### Passage shown
--------------------

Two interesting implications of this perspective:
The “cost” of a commitment can be measured both in terms of “how often does the subagent vote in stupid ways?”, and also “how much space does it require to continue storing this subagent?” But since we’re assuming that agents get much smarter over time, probably the latter is pretty small.
There’s a striking similarity to the problem of trapped priors in human psychology. Parts of our brains basically are subagents that still get to vote but no longer get updated. And I don’t think this is just a bug—it’s also a feature. This is true on the level of biological evolution (you need to have a strong fear of death in order to actually survive) and also on the level of cultural evolution (if you can indoctrinate kids in a way that sticks, then your culture is much more likely to persist).
The (somewhat provocative) way of phrasing this is that trauma is evolution’s approach to implementing UDT. Someone who’s been traumatized into conformity by society when they were young will then (in theory) continue obeying society’s dictates even when they later have more options. Someone who gets very angry if mistreated in a certain way is much harder to mistreat in that way. And of course trauma is deeply suboptimal in a bunch of ways, but so too are UDT commitments, because they were made too early to figure out better alternatives.

--------------------

### Problem to work on
Copy the passage starting at "Two interesting implications" and ending at "likely to persist).", swapping "trapped priors" for "stuck beliefs". The data that follows has nothing to do with the passage.

--------------------

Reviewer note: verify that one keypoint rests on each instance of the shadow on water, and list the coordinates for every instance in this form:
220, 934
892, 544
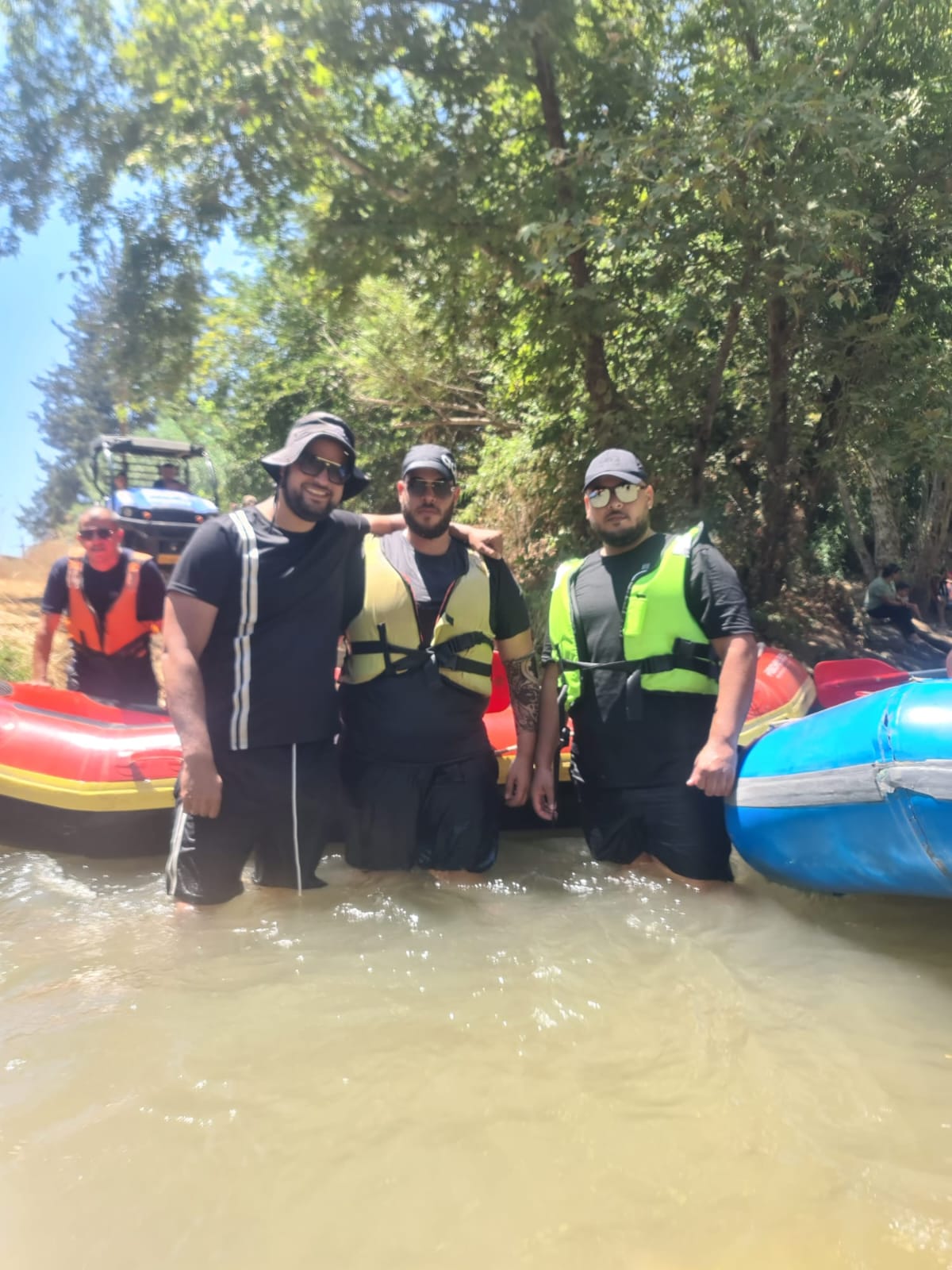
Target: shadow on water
913, 930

--------------------

### Expected answer
Two interesting implications of this perspective:
The “cost” of a commitment can be measured both in terms of “how often does the subagent vote in stupid ways?”, and also “how much space does it require to continue storing this subagent?” But since we’re assuming that agents get much smarter over time, probably the latter is pretty small.
There’s a striking similarity to the problem of stuck beliefs in human psychology. Parts of our brains basically are subagents that still get to vote but no longer get updated. And I don’t think this is just a bug—it’s also a feature. This is true on the level of biological evolution (you need to have a strong fear of death in order to actually survive) and also on the level of cultural evolution (if you can indoctrinate kids in a way that sticks, then your culture is much more likely to persist).